__The task__.
The data below is to be returned in full and exactly.

__Coordinate annotation records__.
========
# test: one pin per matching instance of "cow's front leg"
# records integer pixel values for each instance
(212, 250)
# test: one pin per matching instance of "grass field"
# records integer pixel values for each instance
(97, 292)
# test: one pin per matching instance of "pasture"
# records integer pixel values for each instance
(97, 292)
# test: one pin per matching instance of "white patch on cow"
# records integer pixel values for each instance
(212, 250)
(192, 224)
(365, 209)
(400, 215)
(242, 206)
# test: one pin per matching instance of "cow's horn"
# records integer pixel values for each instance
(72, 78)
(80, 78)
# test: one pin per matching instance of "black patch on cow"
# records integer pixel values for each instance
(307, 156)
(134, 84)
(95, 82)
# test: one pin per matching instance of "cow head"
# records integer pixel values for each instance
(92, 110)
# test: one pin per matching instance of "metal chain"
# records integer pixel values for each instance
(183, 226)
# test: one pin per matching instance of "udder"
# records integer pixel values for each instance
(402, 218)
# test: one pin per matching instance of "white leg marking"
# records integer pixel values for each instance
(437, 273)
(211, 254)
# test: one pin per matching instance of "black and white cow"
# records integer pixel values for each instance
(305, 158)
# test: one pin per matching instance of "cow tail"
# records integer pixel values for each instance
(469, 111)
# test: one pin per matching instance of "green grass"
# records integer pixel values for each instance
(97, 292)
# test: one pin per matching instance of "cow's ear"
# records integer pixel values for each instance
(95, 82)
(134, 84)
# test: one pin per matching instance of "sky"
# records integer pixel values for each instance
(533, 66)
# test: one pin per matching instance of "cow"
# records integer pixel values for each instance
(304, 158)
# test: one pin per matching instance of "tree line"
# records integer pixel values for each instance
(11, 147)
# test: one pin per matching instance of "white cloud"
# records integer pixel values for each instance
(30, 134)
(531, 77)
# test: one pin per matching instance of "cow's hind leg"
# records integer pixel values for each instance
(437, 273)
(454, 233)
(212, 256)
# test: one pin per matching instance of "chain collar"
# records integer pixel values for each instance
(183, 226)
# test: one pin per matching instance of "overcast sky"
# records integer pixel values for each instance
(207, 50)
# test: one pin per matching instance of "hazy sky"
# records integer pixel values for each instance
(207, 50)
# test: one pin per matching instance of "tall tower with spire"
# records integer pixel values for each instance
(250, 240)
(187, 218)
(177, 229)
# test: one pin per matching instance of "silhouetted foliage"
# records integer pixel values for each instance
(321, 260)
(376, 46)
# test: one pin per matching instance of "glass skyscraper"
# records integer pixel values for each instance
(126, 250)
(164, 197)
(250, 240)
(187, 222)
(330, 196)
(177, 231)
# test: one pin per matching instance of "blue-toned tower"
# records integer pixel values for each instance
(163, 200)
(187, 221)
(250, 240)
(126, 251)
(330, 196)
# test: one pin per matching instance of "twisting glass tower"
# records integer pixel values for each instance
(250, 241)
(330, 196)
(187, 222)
========
__Result of the task__.
# test: one pin per matching instance of "cow's front leg"
# records integer pixel values for each instance
(212, 250)
# test: one pin per matching instance of "grass field"
# records integer pixel values for each instance
(97, 292)
# test: one pin per matching instance of "pasture"
# records integer pixel values for each instance
(97, 292)
# test: one pin per matching instance of "white patch on cow"
# records integer pixel values for each instance
(212, 250)
(192, 224)
(365, 209)
(400, 215)
(242, 206)
# test: one pin per matching instance of "cow's horn"
# records integer pixel values for each instance
(72, 78)
(80, 78)
# test: one pin per matching instance of "black patch on cow"
# records integer pixel values for each instance
(307, 156)
(134, 84)
(95, 82)
# test: one pin per matching instance of "cow head"
# records integer pixel values for each instance
(92, 110)
# test: one pin per matching instance of "metal chain"
# records integer pixel values for each instance
(183, 226)
# test: one pin per matching instance of "udder"
# records integer pixel values for each instance
(402, 218)
# test: one pin per matching instance of "white leg marking"
# records integer pixel values for each instance
(437, 273)
(211, 254)
# test: one pin per matching instance of "black and white cow"
# records integer pixel values for each instance
(305, 158)
# test: one pin per matching instance of "cow tail"
# records integer pixel values for each instance
(469, 111)
# test: one pin per matching instance of "green grass"
# records integer pixel values for each instance
(97, 292)
# test: one pin per matching instance of "cow's ear"
# records integer pixel values for each instance
(95, 82)
(134, 84)
# test: one pin per matching instance of "sky"
# records integer pixel values for each instance
(533, 66)
# test: one pin per matching instance of "cow"
# records integer pixel values for each instance
(304, 158)
# test: one pin per matching instance of "tree line"
# records integer pixel values for each instance
(11, 147)
# test: one pin per matching instance of "white cloud"
# records integer pixel values for each instance
(30, 134)
(531, 77)
# test: one pin per matching instance of "cow's hind leg"
# records integer pixel values for each instance
(437, 273)
(454, 233)
(212, 256)
# test: one pin per matching instance of "chain collar"
# records integer pixel values for each instance
(183, 226)
# test: one pin per matching instance of "overcast sky"
# records integer pixel values for each instance
(207, 50)
# test: one pin per matching instance of "hazy sky"
# records integer pixel values for each instance
(207, 50)
# test: one pin per matching instance of "tall tower with spire"
# records integer pixel values for each instance
(250, 240)
(187, 218)
(177, 229)
# test: one pin per matching instance of "silhouetted foliage"
# records integer pixel values for each instance
(321, 260)
(376, 46)
# test: one pin per matching instance of "glass skyscraper"
# records integer pixel values for each instance
(126, 250)
(164, 197)
(250, 240)
(187, 222)
(330, 196)
(177, 231)
# test: one pin per matching instance of "blue-toned tower"
# records integer pixel values for each instance
(163, 200)
(187, 221)
(250, 240)
(126, 251)
(330, 196)
# test: one pin per matching instance of "twisting glass tower"
# records integer pixel values for each instance
(250, 241)
(330, 196)
(187, 222)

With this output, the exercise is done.